▶ **ЗАДАНИЕ**: Переведите на английский язык следующее предложение из фрагмента страницы: «На сегодняшний день общая численность этого народа не превышает 20 тысяч человек».

▶ **ФРАГМЕНТ СТРАНИЦЫ**:
# Общий раздел > Красота и здоровье > Здоровье >  9 простых секретов долголетия

## АВИАТОР

СЕКРЕТ №1. ЛЕПЕШКИ С АБРИКОСАМИ
СЕКРЕТ №2. ХОДИТЕ ПЕШКОМ 
СЕКРЕТ №3. ХОРОШИЙ ЗАВТРАК И МНОГО РЫБЫ
СЕКРЕТ №4. УМНЫЕ ЖИВУТ ДОЛЬШЕ
СЕКРЕТ №5. ПЕЙТЕ БОЛЬШЕ ВОДЫ
СЕКРЕТ №6. БЕЗ ЧЕСНОКА ЗА СТОЛ НЕ САДИСЬ
СЕКРЕТ №7. ДВИГАЙСЯ И ПОТЕЙ
СЕКРЕТ №8. НУЖНО ХОРОШО ВЫСЫПАТЬСЯ
СЕКРЕТ №9. ЧАЙ «ВЕЧНОЙ МОЛОДОСТИ»





> СЕКРЕТ №1. ЛЕПЕШКИ С АБРИКОСАМИ
>  На севере Индии в штате Кашмир проживают хунзакуты — люди, отличающиеся абсолютным здоровьем и выносливостью. На сегодняшний день общая численность этого народа не превышает 20 тысяч человек. Проведенная недавно французскими учеными перепись населения дала невероятный результат: средняя продолжительность жизни у хунзакутов оказалась равной 110 годам. Данный факт был проверен специально снаряженной международной экспедицией.
> Ученые, исследовавшие народ Хунза, пришли к выводу, что основная тайна их феномена кроется в рационе питания. Основа его — пшеничные лепешки из цельной муки и фрукты, главным образом абрикосы. К этому ничего не добавляют, потому что добавить из продуктов больше нечего.
> Хунзакутские женщины растирают пшеничные зерна в каменных ступках, заливают муку водой и готовят лепешки наподобие оладьев. При этом все полезное, что было в зерне, остается. А в сушеном абрикосе едят все, включая зернышко и саму косточку, истолченную в мелкий порошок. Как оказалось, именно порошок косточек абрикосов хорошо поглощает шлаки, способствуя их выведению из организма.
> Не удовлетворившись одними наблюдениями, ученые провели эксперимент на крысах. Разделив 1200 особей в три клетки, они «посадили» их на строгий рацион: европейскую еду, пищу индусов и хунзакутские лепешки с абрикосами. Вывод по окончании эксперимента, что называется, напросился сам. Третий вариант оказался наиболее идеальным. Больные крысы выздоровели, а здоровые пережили своих собратьев из двух других клеток.
> /короче, господа, орехи всякие побольше трескайте 
> ----------------------------------------------------------------------------------------------------
> СЕКРЕТ №2. ХОДИТЕ ПЕШКОМ!

▶ **ДАННЫЕ**:
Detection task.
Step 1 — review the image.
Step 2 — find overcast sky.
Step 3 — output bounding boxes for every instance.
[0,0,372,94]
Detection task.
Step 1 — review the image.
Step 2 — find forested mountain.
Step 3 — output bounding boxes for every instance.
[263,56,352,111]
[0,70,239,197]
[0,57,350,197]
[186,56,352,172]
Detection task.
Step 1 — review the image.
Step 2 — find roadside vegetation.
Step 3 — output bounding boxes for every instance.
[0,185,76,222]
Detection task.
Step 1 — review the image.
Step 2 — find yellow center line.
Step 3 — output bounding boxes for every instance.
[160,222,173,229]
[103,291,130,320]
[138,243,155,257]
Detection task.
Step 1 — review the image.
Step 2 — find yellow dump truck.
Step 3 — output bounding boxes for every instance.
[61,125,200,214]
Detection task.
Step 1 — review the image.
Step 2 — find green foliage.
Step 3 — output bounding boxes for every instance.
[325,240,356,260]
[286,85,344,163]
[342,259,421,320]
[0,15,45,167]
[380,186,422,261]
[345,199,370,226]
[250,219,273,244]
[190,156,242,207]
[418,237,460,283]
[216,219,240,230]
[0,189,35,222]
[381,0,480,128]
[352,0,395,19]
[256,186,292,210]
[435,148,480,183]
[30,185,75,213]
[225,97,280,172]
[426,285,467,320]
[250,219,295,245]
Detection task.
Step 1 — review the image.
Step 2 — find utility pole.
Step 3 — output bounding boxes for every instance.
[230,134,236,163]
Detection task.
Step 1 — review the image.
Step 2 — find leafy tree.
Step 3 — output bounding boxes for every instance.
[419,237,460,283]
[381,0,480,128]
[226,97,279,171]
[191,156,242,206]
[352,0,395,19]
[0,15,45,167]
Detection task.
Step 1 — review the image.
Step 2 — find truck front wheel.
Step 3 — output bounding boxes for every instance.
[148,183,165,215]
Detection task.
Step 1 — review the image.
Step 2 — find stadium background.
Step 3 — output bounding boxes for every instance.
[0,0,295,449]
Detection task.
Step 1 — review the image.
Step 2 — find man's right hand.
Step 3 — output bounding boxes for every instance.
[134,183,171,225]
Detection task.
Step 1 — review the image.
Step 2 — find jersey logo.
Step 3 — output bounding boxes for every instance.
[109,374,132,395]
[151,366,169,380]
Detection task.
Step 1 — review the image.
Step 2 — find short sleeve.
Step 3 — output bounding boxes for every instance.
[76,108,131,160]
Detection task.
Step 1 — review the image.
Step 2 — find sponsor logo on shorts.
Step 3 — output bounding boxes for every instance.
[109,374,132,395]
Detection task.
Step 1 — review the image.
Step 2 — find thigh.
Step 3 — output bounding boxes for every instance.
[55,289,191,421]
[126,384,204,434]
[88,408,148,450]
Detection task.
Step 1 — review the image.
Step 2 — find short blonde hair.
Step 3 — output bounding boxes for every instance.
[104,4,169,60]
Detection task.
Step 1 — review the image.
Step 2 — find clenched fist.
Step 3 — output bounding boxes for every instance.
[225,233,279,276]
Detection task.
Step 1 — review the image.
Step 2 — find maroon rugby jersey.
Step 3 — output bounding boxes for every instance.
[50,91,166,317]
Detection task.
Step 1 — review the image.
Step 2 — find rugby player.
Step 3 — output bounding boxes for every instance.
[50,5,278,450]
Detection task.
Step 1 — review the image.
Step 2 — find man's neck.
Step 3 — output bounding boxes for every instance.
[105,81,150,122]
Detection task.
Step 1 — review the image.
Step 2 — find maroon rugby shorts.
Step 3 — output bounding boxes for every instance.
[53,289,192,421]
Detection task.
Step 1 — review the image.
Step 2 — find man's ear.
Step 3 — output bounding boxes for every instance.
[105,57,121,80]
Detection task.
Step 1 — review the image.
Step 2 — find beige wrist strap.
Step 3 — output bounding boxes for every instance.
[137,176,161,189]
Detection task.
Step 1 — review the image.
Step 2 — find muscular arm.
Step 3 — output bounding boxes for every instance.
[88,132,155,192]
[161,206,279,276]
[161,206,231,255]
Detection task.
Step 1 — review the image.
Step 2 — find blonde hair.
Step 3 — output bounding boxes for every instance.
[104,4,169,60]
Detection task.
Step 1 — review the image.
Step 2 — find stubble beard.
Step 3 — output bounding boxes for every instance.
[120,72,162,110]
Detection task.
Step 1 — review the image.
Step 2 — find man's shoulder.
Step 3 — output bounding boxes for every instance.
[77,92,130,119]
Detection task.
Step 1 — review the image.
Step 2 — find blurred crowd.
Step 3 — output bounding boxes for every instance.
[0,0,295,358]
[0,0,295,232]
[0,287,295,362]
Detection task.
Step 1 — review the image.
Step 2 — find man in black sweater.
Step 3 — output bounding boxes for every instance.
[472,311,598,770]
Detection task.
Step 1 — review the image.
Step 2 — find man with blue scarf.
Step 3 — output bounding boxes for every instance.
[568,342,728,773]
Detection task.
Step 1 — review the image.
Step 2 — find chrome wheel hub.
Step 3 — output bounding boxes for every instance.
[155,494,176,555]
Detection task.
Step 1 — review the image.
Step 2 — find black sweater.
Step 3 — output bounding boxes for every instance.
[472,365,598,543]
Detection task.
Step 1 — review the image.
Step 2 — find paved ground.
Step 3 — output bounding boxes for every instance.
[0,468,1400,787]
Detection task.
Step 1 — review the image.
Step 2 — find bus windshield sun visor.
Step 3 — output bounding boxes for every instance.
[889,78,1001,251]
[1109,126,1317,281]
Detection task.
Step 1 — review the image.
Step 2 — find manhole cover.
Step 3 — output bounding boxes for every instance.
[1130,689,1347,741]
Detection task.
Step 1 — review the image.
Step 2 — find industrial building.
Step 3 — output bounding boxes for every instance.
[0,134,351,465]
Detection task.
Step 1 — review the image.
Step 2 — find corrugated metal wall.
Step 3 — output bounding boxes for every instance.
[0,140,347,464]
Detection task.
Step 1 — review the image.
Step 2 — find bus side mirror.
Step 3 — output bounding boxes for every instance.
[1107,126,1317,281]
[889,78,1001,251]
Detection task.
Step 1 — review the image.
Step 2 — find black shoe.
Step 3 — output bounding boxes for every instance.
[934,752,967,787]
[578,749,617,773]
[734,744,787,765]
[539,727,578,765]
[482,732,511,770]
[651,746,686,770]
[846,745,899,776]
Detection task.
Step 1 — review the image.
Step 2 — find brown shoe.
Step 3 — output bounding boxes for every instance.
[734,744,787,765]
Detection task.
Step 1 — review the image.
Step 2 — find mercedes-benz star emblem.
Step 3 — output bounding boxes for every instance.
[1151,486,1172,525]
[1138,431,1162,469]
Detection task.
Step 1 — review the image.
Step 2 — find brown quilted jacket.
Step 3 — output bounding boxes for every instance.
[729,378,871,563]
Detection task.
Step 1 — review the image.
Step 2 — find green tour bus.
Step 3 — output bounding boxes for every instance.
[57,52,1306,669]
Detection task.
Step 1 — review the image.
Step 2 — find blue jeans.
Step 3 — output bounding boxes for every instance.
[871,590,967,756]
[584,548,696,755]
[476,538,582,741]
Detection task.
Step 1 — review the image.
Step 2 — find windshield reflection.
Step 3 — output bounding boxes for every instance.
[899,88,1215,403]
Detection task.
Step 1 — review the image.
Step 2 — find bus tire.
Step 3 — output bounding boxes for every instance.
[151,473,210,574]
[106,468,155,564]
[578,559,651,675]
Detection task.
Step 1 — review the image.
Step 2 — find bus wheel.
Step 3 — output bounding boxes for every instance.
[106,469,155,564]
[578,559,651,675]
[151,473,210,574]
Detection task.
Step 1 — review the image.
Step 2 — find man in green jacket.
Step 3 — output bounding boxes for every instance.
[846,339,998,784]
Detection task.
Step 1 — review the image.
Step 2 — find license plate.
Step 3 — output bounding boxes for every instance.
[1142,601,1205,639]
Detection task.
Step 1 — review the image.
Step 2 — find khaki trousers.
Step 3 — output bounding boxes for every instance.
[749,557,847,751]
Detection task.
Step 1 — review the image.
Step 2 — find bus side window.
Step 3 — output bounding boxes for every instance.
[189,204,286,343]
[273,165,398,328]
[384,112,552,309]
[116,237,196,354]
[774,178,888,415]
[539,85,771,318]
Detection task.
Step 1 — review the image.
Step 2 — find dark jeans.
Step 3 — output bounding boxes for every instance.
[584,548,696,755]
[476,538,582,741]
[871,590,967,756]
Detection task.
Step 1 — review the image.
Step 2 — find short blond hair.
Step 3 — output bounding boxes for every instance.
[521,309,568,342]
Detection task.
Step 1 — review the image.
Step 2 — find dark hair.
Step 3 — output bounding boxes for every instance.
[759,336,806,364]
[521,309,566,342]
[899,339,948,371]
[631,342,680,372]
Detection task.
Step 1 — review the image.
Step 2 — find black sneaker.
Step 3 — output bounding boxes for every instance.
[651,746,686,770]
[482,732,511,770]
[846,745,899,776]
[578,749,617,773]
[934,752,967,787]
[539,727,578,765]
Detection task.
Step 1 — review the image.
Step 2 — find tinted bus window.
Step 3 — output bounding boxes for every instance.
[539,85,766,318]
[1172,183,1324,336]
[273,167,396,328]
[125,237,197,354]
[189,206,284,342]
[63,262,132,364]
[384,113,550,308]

▶ **РЕШЕНИЕ**: Today the total population of this people does not exceed 20,000.